Coral EdgeTPU (image name ends with -coral-tpu):

networks:
  yolo-frigate:
    driver: bridge
    internal: true

services:
  yolo-frigate:
    image: ghcr.io/a-earthperson/yolo-frigate-coral-tpu:v1.2.3
    restart: on-failure
    read_only: true
    group_add:
      - "${GROUP_CORAL}"
    security_opt:
      - "no-new-privileges=true"
    networks:
      - yolo-frigate
    volumes:
      - /etc/localtime:/etc/localtime:ro
      - ./models:/models:ro
      - ./cache:/cache
    devices:
      - /dev/apex_0:/dev/apex_0
    command:
      - "--device=pci"
      - "--model_file=/models/yolo11n.pt"
      - "--export_imgsz=320"

Docker Swarm (multi-node, shared storage)

• _Data block_
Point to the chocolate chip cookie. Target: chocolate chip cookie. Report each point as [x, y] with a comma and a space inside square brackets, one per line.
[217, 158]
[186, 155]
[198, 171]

• _Request_
Answer these questions about the Coral EdgeTPU configuration above.
1. What restart policy does the yolo-frigate service use?
2. Which device is mapped into the container?
3. What value is passed for the export image size?

• _Result for this exercise_
1. on-failure
2. /dev/apex_0 (mapped as /dev/apex_0:/dev/apex_0)
3. 320